Supplied data ->
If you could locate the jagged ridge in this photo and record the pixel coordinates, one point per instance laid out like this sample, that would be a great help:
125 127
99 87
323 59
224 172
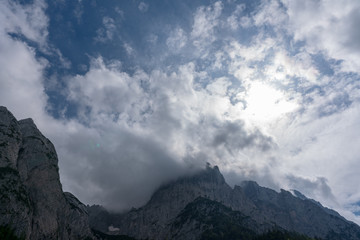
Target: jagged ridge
32 202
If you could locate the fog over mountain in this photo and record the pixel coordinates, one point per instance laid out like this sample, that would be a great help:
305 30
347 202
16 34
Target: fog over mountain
134 94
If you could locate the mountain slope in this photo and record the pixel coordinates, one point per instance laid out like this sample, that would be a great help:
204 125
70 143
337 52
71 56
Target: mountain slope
32 202
267 208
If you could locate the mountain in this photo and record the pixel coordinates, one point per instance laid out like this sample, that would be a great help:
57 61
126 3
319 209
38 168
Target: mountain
32 203
201 204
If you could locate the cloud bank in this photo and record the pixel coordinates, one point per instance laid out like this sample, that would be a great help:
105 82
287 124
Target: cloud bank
262 90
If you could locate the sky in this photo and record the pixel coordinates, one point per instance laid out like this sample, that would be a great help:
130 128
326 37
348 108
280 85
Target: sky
137 93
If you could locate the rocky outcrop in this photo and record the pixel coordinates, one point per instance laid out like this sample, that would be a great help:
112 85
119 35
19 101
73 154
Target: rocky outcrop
265 208
32 200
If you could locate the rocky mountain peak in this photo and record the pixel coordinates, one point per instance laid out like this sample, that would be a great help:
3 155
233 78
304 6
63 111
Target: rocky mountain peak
32 201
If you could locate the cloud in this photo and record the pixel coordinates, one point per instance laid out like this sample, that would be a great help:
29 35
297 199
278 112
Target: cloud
21 72
176 40
242 88
143 7
106 33
329 27
233 20
205 21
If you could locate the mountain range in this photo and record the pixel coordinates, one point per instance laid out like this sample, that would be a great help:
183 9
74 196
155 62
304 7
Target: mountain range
198 206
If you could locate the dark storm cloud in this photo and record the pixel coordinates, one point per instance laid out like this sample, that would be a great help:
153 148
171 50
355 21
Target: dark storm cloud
120 170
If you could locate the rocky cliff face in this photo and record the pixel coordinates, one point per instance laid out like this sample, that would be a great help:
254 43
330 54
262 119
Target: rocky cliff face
32 201
265 208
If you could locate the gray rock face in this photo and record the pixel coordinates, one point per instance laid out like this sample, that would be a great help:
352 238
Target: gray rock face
32 200
266 207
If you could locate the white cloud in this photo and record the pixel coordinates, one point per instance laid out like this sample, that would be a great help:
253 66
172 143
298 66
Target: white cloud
143 7
205 21
106 33
233 20
176 40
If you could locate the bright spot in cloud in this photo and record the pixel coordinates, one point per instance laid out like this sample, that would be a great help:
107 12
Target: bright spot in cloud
266 104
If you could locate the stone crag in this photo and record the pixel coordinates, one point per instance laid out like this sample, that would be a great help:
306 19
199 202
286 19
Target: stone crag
32 201
167 214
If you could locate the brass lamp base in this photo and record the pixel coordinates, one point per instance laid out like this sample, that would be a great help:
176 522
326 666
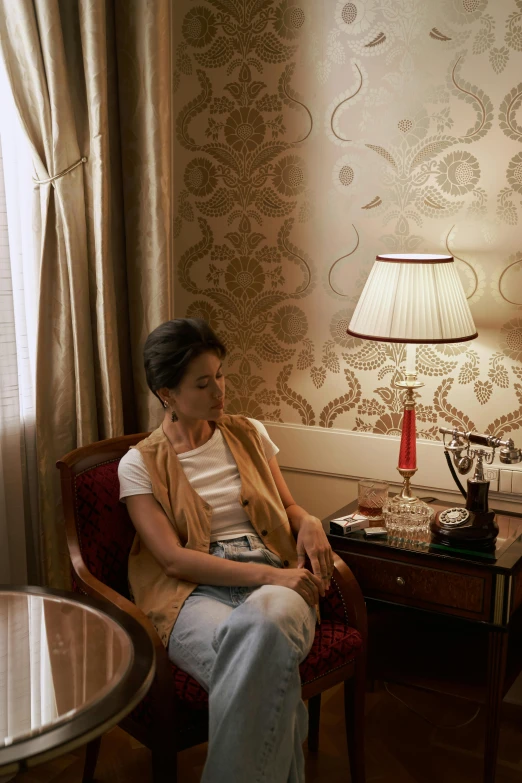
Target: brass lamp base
406 495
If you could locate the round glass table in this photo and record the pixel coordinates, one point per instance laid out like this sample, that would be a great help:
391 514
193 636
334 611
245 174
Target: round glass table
71 667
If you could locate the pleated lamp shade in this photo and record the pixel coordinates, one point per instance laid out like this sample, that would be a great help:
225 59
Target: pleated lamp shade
413 298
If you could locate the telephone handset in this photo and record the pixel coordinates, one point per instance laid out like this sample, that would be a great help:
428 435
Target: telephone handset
474 525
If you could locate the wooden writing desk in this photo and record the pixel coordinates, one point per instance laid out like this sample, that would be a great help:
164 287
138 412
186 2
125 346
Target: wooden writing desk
443 619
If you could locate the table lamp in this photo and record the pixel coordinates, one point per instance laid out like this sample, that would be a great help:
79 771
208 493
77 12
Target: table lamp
412 298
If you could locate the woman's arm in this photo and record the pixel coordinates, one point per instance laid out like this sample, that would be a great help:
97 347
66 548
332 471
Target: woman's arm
311 538
158 535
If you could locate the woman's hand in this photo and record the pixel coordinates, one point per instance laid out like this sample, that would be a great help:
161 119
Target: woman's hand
313 543
299 579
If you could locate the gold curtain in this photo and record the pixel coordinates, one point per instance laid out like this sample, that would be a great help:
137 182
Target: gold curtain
91 79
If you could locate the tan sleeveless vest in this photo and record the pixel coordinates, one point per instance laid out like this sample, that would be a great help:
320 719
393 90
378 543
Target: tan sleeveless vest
160 596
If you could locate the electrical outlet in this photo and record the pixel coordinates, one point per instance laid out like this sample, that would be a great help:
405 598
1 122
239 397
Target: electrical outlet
516 482
492 476
505 482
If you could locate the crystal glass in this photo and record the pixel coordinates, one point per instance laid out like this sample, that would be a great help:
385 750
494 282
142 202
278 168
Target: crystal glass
407 521
372 497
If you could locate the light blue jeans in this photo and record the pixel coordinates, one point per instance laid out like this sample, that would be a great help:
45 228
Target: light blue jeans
244 646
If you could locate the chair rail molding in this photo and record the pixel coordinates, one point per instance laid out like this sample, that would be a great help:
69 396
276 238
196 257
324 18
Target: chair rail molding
353 455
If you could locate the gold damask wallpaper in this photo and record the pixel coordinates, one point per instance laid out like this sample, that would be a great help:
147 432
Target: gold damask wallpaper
311 135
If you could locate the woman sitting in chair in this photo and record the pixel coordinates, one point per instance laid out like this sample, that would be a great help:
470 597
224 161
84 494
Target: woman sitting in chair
218 563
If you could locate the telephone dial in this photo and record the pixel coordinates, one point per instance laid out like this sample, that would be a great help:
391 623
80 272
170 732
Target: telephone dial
474 525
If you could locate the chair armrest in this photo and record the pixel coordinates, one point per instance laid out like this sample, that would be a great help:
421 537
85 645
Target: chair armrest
92 586
352 596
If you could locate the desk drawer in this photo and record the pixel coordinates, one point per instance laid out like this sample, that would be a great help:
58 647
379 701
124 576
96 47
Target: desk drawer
426 588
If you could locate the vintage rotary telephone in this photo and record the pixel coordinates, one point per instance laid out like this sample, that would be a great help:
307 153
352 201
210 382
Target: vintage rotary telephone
472 526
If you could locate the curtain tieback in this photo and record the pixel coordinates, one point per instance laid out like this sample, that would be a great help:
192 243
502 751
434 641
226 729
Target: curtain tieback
61 174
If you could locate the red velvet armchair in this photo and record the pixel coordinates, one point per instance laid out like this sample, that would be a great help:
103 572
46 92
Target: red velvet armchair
173 716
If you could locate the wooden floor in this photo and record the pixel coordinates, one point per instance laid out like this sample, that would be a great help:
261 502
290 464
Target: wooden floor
401 747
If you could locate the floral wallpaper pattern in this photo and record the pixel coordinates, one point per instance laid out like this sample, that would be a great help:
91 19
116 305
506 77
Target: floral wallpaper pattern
311 135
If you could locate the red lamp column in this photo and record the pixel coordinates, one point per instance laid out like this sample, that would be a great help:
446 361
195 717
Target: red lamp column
408 451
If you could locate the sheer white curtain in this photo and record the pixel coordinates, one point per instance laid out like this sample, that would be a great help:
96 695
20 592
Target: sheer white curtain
19 551
27 694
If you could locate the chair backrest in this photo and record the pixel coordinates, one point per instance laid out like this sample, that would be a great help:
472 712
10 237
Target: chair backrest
98 526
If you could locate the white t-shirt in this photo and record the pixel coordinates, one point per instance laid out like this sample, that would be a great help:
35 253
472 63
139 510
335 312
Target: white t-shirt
213 473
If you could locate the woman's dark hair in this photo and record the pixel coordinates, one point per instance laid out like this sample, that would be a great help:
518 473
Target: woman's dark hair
170 348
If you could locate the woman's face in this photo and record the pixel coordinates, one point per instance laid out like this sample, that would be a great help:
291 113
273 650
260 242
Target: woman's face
201 393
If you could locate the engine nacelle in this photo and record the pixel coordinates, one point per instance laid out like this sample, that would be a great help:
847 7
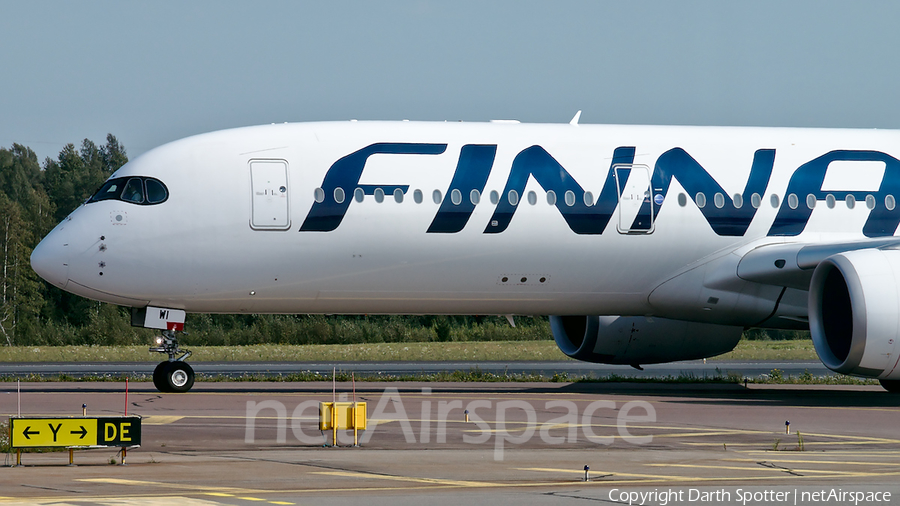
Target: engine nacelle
853 312
640 340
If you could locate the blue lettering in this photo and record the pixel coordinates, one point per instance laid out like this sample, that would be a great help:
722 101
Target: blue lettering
325 216
729 220
581 218
472 171
808 179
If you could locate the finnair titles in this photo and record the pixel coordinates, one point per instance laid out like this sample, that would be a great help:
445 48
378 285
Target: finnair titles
644 244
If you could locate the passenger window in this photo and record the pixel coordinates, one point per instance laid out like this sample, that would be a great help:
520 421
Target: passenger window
755 200
700 199
793 201
134 191
456 197
156 191
110 190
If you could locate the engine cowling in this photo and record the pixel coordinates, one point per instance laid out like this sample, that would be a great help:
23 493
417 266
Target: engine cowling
640 340
853 312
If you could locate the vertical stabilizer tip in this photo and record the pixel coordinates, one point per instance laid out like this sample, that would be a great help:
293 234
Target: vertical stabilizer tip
576 118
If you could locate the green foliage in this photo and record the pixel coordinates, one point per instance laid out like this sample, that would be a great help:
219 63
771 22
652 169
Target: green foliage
775 335
34 198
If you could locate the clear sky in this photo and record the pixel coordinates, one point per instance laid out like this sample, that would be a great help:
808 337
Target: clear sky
152 72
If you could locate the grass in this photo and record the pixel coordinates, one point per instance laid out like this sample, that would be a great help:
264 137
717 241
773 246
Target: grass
474 374
799 349
470 351
454 351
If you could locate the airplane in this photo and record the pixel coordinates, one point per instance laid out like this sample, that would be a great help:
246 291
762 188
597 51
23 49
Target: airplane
643 244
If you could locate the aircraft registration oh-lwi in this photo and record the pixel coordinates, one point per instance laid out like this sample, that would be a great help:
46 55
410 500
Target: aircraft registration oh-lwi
646 244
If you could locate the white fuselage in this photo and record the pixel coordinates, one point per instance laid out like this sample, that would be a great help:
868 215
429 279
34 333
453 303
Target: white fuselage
207 248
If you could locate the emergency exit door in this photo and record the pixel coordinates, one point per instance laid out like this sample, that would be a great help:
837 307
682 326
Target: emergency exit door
635 199
270 200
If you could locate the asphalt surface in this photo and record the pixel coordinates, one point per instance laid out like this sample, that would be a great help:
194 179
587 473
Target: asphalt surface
696 368
247 443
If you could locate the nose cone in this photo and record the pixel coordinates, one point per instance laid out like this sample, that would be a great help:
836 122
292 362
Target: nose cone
50 260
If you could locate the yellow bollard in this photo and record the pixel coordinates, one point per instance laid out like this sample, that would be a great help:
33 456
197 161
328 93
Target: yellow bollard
355 429
334 424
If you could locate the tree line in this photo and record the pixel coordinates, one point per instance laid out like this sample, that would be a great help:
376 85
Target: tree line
35 196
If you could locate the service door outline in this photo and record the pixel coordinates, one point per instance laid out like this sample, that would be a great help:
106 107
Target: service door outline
270 195
635 192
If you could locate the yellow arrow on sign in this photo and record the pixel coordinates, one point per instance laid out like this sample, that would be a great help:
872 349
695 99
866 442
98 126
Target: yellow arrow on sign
28 432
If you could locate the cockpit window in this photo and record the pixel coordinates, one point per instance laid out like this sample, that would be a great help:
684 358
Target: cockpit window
110 190
136 190
156 192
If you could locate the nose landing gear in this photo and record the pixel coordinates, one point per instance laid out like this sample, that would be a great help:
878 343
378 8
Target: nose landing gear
174 375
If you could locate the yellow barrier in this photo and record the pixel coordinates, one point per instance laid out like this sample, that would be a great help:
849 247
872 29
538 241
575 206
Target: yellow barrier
335 416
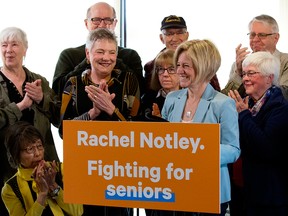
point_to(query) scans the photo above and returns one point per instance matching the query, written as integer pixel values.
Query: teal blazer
(214, 107)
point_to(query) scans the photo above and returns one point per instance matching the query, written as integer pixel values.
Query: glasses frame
(170, 70)
(106, 20)
(32, 149)
(261, 36)
(249, 74)
(171, 34)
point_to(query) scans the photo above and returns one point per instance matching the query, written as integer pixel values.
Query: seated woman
(164, 80)
(36, 188)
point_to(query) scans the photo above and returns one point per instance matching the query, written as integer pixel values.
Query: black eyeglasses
(170, 70)
(98, 20)
(249, 73)
(32, 149)
(170, 34)
(261, 36)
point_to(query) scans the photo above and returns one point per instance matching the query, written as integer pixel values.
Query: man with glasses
(263, 35)
(72, 61)
(173, 32)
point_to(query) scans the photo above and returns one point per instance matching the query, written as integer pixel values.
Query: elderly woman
(197, 61)
(263, 124)
(37, 187)
(24, 96)
(102, 93)
(164, 80)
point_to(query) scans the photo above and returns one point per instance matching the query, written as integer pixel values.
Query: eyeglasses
(249, 74)
(98, 20)
(170, 34)
(32, 149)
(170, 70)
(261, 36)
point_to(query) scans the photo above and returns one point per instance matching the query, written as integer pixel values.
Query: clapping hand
(34, 90)
(241, 53)
(241, 104)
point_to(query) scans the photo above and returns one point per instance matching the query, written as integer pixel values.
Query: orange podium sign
(153, 165)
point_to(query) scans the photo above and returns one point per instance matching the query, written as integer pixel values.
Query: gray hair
(266, 20)
(99, 3)
(265, 63)
(99, 34)
(14, 34)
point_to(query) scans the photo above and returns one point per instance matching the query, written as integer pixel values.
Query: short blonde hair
(14, 34)
(204, 56)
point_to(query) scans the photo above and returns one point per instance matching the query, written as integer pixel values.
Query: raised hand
(241, 104)
(34, 90)
(241, 53)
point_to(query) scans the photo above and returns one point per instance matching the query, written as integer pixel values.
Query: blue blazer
(214, 107)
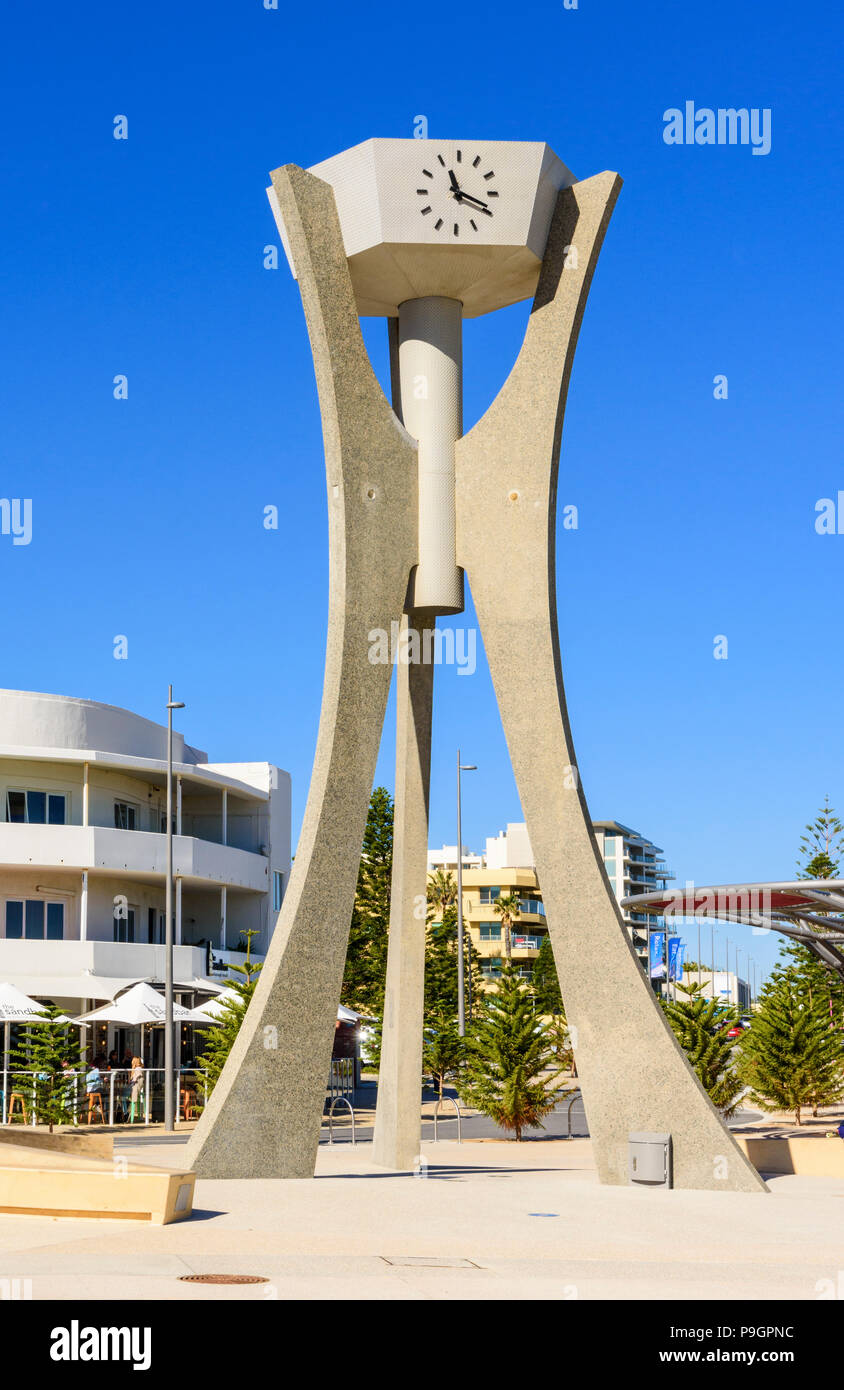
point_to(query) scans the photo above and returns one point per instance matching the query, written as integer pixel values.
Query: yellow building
(480, 919)
(633, 865)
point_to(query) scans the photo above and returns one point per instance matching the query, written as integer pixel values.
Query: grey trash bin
(650, 1159)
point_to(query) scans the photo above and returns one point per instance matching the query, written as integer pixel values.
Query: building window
(124, 816)
(35, 920)
(124, 927)
(35, 808)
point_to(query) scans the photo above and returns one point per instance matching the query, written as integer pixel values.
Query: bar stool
(21, 1100)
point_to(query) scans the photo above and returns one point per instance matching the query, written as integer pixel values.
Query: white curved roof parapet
(41, 727)
(31, 719)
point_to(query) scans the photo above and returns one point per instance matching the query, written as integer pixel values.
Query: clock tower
(426, 234)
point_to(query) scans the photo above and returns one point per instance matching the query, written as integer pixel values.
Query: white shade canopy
(18, 1008)
(141, 1004)
(213, 1011)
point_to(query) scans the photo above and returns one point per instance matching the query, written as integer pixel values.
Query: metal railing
(116, 1104)
(574, 1097)
(339, 1100)
(448, 1100)
(341, 1077)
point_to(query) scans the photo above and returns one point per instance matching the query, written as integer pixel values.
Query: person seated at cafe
(93, 1087)
(136, 1096)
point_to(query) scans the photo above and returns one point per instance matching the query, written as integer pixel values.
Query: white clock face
(456, 195)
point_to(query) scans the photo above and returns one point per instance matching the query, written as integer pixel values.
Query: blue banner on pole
(676, 952)
(658, 955)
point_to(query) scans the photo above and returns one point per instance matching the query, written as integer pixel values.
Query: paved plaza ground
(490, 1219)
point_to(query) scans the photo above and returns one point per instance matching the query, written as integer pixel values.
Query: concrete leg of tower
(398, 1125)
(633, 1073)
(264, 1114)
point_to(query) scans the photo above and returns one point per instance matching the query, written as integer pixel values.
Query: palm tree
(442, 891)
(506, 905)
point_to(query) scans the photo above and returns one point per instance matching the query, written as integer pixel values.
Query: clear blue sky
(695, 514)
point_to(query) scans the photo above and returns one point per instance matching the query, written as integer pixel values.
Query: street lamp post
(168, 1050)
(462, 767)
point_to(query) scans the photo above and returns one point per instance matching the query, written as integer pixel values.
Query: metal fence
(341, 1079)
(121, 1101)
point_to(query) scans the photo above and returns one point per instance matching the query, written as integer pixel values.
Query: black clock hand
(476, 200)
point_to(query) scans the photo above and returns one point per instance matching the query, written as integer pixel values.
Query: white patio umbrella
(139, 1007)
(212, 1011)
(139, 1004)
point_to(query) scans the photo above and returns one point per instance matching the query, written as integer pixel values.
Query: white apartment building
(82, 852)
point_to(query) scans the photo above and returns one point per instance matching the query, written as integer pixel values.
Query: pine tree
(790, 1057)
(547, 987)
(508, 1058)
(444, 1050)
(822, 845)
(218, 1040)
(821, 848)
(52, 1051)
(701, 1029)
(364, 975)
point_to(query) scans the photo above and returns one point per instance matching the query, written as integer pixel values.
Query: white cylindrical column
(431, 395)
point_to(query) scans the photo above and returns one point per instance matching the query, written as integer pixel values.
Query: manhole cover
(223, 1279)
(428, 1261)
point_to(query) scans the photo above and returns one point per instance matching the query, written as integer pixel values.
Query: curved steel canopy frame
(789, 908)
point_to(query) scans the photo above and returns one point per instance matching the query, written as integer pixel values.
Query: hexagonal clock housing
(462, 218)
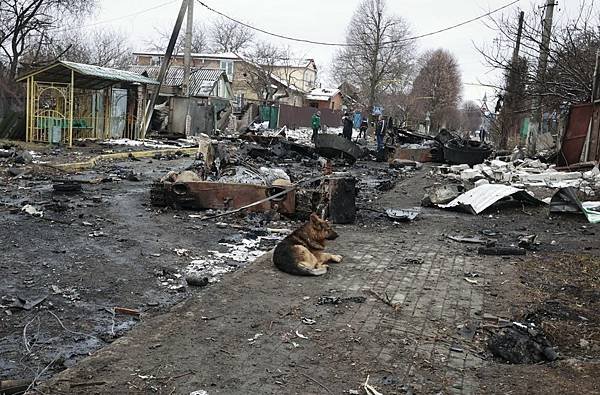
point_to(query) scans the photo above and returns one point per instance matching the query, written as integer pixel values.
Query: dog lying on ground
(301, 252)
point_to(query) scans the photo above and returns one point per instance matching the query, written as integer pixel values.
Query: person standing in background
(364, 125)
(380, 132)
(357, 119)
(316, 125)
(347, 126)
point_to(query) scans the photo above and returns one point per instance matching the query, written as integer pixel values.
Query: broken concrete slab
(204, 195)
(441, 194)
(333, 146)
(403, 214)
(565, 200)
(480, 198)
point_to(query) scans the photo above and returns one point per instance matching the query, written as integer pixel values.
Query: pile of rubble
(523, 173)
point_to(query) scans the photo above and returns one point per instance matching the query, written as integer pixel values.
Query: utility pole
(510, 98)
(164, 66)
(541, 75)
(515, 58)
(187, 62)
(187, 57)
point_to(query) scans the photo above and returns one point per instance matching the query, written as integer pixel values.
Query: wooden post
(28, 112)
(164, 66)
(71, 94)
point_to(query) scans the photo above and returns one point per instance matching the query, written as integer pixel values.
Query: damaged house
(68, 101)
(298, 76)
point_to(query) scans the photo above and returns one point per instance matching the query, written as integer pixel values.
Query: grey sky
(326, 20)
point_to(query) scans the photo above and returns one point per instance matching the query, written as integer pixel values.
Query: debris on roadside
(480, 198)
(33, 211)
(441, 194)
(521, 344)
(404, 215)
(460, 151)
(565, 200)
(527, 242)
(127, 311)
(25, 304)
(336, 300)
(470, 240)
(501, 251)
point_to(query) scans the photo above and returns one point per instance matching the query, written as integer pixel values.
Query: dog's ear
(314, 218)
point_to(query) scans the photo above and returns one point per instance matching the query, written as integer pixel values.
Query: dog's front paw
(336, 258)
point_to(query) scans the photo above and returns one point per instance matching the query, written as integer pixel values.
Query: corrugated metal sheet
(575, 134)
(202, 81)
(87, 75)
(108, 74)
(478, 199)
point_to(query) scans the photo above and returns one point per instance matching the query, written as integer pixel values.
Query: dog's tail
(298, 269)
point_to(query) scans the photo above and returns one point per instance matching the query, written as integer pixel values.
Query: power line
(140, 12)
(346, 44)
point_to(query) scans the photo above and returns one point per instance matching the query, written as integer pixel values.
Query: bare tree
(26, 23)
(108, 48)
(470, 114)
(437, 88)
(268, 70)
(162, 36)
(228, 36)
(571, 60)
(377, 58)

Short problem -> Which lines in the items above contain the string "lamp"? Return each such line in full. Uppercase and lowercase count as different.

Exercise response ->
If you could locate the brass lamp base in this photo and record the pixel coordinates, one point per instance laid out like this sample, that would be a great help:
Target: brass lamp base
If you could locate the pleated lamp shade in this photo and record the pixel coordinates, one point per instance laid out like this sample, that would be a great help:
Target: pleated lamp shade
If you could locate the table lamp in this photo and record the pixel coordinates, one point per instance laid out like this sample, that would be a great help:
Target: table lamp
If you could locate the red lamp column in this photo and record the pixel coordinates, one point per instance laid out like this sample, that would be a great help:
Target: red lamp column
Query: street lamp post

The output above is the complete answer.